==== Extract ====
Less than two years later, Jacksonville University's Public Policy Institute is on a roll: 14 students are enrolled in fall classes and, this month, the institute hosted a major health care policy conference and a prestigious University of Notre Dame lecture on the national debt crisis.

Sisisky chairs the institute's 25-member nonpartisan Board of Advisers, whose diverse makeup of business and community leaders includes former U.S. Rep. Jason Altmire (now a Florida Blue senior vice president), former U.S. ambassador John Rood, Jacksonville Jaguars President Mark Lamping and nine other chief executive officers.

"In addition to training future leaders, we are becoming a central address for issues of consequence around the city and around our region," said Sisisky, president of the Jacksonville employee consulting firm The Shircliff and Sisisky Co.

Mullaney, a former general counsel for the City of Jacksonville, says as a private liberal arts university, JU is ideally suited to operate a public policy program.

Unlike an engineering degree, for example, which requires an engineering department, a public policy degree is interdisciplinary and requires faculty and courses from multiple departments and disciplines, including economics, political science, communications and philosophy, he said.

"In addition, a private university has the flexibility to create such a program and move quickly," Mullaney said, adding that JU's "top-notch" faculty is the institute's driving force.

"I hope the institute will help prepare a new generation of leaders in the public, private and nonprofit sectors and play a very constructive role in shaping the future of the region and the state," he said.
====
▶ **Objective**:
Reproduce the Jacksonville University piece from "Sisisky chairs the" up to and including "chief executive officers.", swapping "Board of Advisers" for "Advisory Council". The records have no role in this work.
==== Data section ====
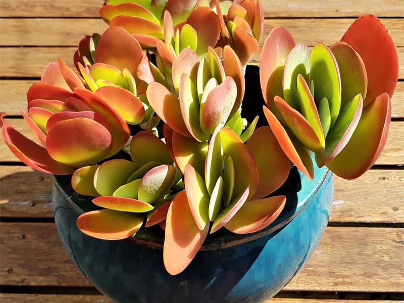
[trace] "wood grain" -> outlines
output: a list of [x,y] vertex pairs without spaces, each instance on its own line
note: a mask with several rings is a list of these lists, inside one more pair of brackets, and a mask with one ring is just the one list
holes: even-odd
[[402,291],[403,229],[327,227],[312,259],[284,290]]
[[[96,294],[41,294],[37,293],[0,293],[2,303],[114,303],[107,296]],[[265,303],[318,303],[317,299],[294,299],[274,298]],[[322,299],[322,303],[359,303],[358,300]],[[380,300],[361,300],[360,303],[381,303]],[[388,303],[399,303],[402,301],[389,300]]]
[[[2,223],[0,226],[3,285],[90,285],[69,259],[53,223]],[[400,291],[403,237],[400,228],[327,227],[316,252],[284,289]]]
[[50,175],[27,166],[0,166],[1,217],[53,218],[53,183]]
[[[74,67],[73,56],[75,47],[0,47],[0,77],[40,78],[49,62],[61,58],[66,64]],[[404,79],[404,47],[397,47],[399,79]],[[259,61],[259,53],[253,58]]]
[[[326,5],[317,0],[262,1],[267,17],[358,17],[373,14],[379,17],[403,17],[401,0],[328,1]],[[14,0],[0,4],[0,17],[97,17],[101,0]]]
[[[334,180],[330,222],[404,222],[404,171],[370,170],[356,180]],[[53,218],[52,182],[30,167],[0,166],[1,218]]]
[[[0,112],[20,116],[27,108],[27,91],[39,80],[0,80]],[[397,83],[391,98],[392,117],[404,118],[404,82]]]
[[[397,46],[404,46],[402,20],[383,19]],[[313,45],[319,41],[331,45],[339,41],[352,24],[352,19],[266,19],[264,38],[272,29],[281,26],[289,30],[296,43]],[[98,19],[7,18],[0,19],[0,45],[7,46],[75,46],[84,35],[102,34],[108,25]]]
[[[18,131],[35,140],[23,119],[9,119],[9,123]],[[386,146],[376,164],[380,165],[404,165],[404,122],[391,123]],[[0,140],[0,161],[16,161],[17,158],[10,150],[3,140]]]

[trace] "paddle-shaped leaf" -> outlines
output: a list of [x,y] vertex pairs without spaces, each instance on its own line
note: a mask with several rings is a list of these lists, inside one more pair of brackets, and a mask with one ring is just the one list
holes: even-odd
[[146,202],[122,197],[102,196],[94,198],[92,203],[110,210],[130,213],[145,213],[154,208]]
[[79,229],[86,235],[104,240],[121,240],[133,236],[143,224],[144,216],[113,210],[85,213],[77,218]]
[[255,192],[258,184],[258,171],[254,159],[245,145],[232,130],[223,127],[219,132],[223,155],[231,157],[234,165],[233,197],[240,196],[247,187],[249,197]]
[[147,99],[157,115],[175,131],[190,137],[181,114],[179,100],[163,84],[151,83],[146,91]]
[[172,135],[173,153],[178,169],[185,173],[185,166],[192,165],[199,175],[203,175],[205,161],[208,151],[206,142],[198,142],[177,132]]
[[185,48],[173,62],[172,74],[175,90],[178,91],[182,74],[188,75],[192,82],[196,82],[199,65],[199,57],[194,50]]
[[209,135],[200,128],[199,122],[199,103],[196,87],[189,76],[182,74],[179,88],[181,113],[189,133],[200,142],[206,141]]
[[[189,210],[186,193],[178,193],[167,213],[163,258],[168,273],[176,275],[190,263],[204,243],[209,229],[200,230]],[[186,231],[186,232],[184,232]]]
[[341,108],[358,93],[365,98],[368,89],[368,76],[359,55],[344,42],[337,42],[330,49],[335,57],[341,77]]
[[327,165],[348,143],[361,119],[363,104],[362,95],[358,94],[341,110],[327,135],[324,152],[316,154],[319,167]]
[[99,195],[94,187],[94,176],[99,165],[81,167],[72,176],[72,187],[76,192],[84,195],[96,197]]
[[[291,42],[291,41],[289,43]],[[287,48],[285,49],[285,51],[286,49]],[[282,82],[283,95],[285,101],[295,110],[299,110],[297,103],[297,87],[296,85],[297,76],[298,75],[301,75],[306,81],[309,79],[310,62],[309,50],[307,46],[302,43],[297,44],[292,49],[285,62]],[[281,67],[282,65],[280,66]],[[274,72],[279,72],[276,70]],[[276,74],[275,75],[276,75]],[[278,81],[276,81],[275,84],[277,83]],[[274,93],[278,93],[276,87],[275,86]],[[272,96],[272,95],[270,96]]]
[[113,140],[112,150],[110,155],[118,153],[125,146],[130,136],[129,127],[125,120],[112,107],[88,89],[76,88],[74,89],[74,93],[108,121]]
[[345,179],[358,178],[370,168],[386,143],[391,103],[384,93],[364,108],[359,123],[343,149],[327,166]]
[[[164,200],[162,203],[164,203]],[[145,227],[153,226],[156,224],[160,223],[166,220],[167,217],[168,209],[171,205],[172,201],[168,201],[164,203],[161,206],[157,208],[157,204],[159,202],[156,202],[155,204],[155,209],[150,211],[147,213],[147,221],[144,225]]]
[[223,155],[220,130],[220,127],[218,127],[212,135],[205,160],[205,182],[209,194],[212,194],[218,178],[222,175],[223,167]]
[[246,146],[258,170],[258,185],[252,198],[259,199],[276,190],[286,181],[290,161],[268,126],[254,132]]
[[279,216],[285,206],[286,197],[279,195],[244,204],[225,227],[234,233],[255,232],[268,226]]
[[223,209],[213,221],[210,233],[212,234],[217,231],[225,225],[248,199],[249,194],[249,186],[248,186],[242,191],[242,193],[240,196],[234,199],[227,207]]
[[80,167],[108,158],[112,149],[112,137],[98,122],[77,118],[56,123],[47,133],[46,147],[57,161]]
[[174,184],[177,170],[172,165],[163,164],[150,169],[142,178],[138,197],[152,204],[163,198]]
[[216,45],[220,35],[220,24],[217,15],[211,9],[203,7],[196,9],[187,19],[186,24],[196,32],[198,44],[195,50],[199,56],[206,54],[208,46]]
[[112,196],[136,170],[136,165],[124,159],[114,159],[103,163],[94,176],[94,186],[102,195]]
[[[129,177],[129,179],[130,178],[130,177]],[[132,199],[137,199],[139,197],[138,195],[139,185],[140,185],[140,182],[141,181],[142,179],[141,178],[139,178],[136,179],[130,182],[126,181],[127,183],[126,184],[123,184],[121,186],[120,186],[117,188],[116,190],[115,190],[112,194],[112,195],[114,197],[120,197],[121,198],[131,198]],[[107,207],[107,208],[111,208]]]
[[267,108],[263,107],[265,118],[271,130],[284,153],[292,163],[310,180],[314,177],[313,161],[309,151],[293,135],[288,134],[275,115]]
[[208,214],[209,220],[214,220],[222,208],[223,200],[223,178],[220,176],[216,180],[216,183],[211,194],[209,200]]
[[341,107],[341,79],[335,58],[321,42],[312,51],[310,79],[314,82],[315,100],[319,102],[325,97],[328,100],[332,127]]
[[206,189],[205,181],[190,164],[185,166],[184,177],[189,209],[198,228],[204,230],[209,222],[208,214],[209,194]]
[[297,139],[309,149],[321,152],[324,148],[324,141],[320,142],[303,115],[278,96],[275,96],[274,101],[285,124]]
[[210,133],[219,124],[224,125],[229,118],[237,96],[237,86],[230,77],[213,88],[204,108],[204,123]]
[[398,78],[398,56],[388,30],[377,17],[364,15],[357,19],[341,41],[356,50],[368,74],[368,90],[364,106],[384,92],[393,95]]
[[237,86],[237,97],[229,115],[232,117],[241,106],[245,90],[245,79],[241,63],[236,53],[229,45],[225,46],[223,48],[223,68],[226,75],[231,77]]
[[122,27],[112,26],[98,41],[95,62],[112,65],[121,71],[127,68],[134,75],[142,58],[143,52],[136,39]]
[[0,113],[2,137],[11,152],[25,164],[41,172],[54,175],[70,175],[74,169],[52,159],[44,147],[33,142],[4,121]]
[[323,133],[323,127],[319,116],[310,88],[305,79],[299,75],[297,76],[297,100],[300,113],[306,118],[309,124],[318,138],[320,149],[325,146],[325,136]]

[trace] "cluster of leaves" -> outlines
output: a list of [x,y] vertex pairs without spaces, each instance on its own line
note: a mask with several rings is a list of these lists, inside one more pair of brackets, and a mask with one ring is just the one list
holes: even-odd
[[[107,0],[99,13],[110,27],[80,41],[78,71],[59,60],[28,92],[22,112],[39,144],[0,114],[21,161],[72,174],[75,190],[103,208],[79,217],[86,234],[121,239],[159,224],[166,268],[177,274],[208,234],[274,222],[286,197],[271,195],[291,161],[313,179],[313,152],[318,165],[350,178],[380,155],[398,60],[376,17],[311,52],[274,29],[260,68],[269,126],[256,129],[258,116],[246,122],[240,108],[263,34],[259,1]],[[122,150],[125,159],[111,159]]]

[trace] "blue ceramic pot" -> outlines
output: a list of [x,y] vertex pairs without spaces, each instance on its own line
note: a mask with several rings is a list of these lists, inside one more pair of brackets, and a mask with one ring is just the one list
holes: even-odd
[[150,228],[129,239],[106,241],[77,228],[79,215],[95,209],[75,193],[69,176],[55,178],[55,219],[65,247],[101,292],[120,302],[260,302],[278,292],[312,255],[327,225],[333,182],[316,169],[311,182],[295,168],[275,194],[285,209],[270,226],[249,235],[222,228],[208,237],[189,266],[171,276],[163,263],[164,233]]

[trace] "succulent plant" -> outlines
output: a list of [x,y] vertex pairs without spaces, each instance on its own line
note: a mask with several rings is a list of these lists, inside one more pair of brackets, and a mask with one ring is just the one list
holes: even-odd
[[28,92],[22,114],[39,144],[0,113],[20,160],[71,174],[73,189],[93,197],[100,209],[77,222],[87,235],[122,239],[158,224],[166,268],[177,274],[210,234],[273,222],[291,161],[312,179],[313,152],[351,178],[383,148],[398,60],[374,16],[312,50],[274,29],[260,71],[269,126],[256,129],[261,113],[247,121],[241,106],[263,34],[259,1],[106,0],[100,15],[110,26],[80,40],[78,71],[59,59]]
[[311,152],[318,166],[347,179],[373,165],[386,142],[398,79],[394,42],[376,17],[361,17],[341,41],[317,43],[311,54],[286,30],[274,28],[262,60],[267,63],[260,71],[266,117],[298,168],[313,178]]

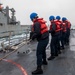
====
▶ **Written solution**:
Sisisky chairs the institute's 25-member nonpartisan Advisory Council, whose diverse makeup of business and community leaders includes former U.S. Rep. Jason Altmire (now a Florida Blue senior vice president), former U.S. ambassador John Rood, Jacksonville Jaguars President Mark Lamping and nine other chief executive officers.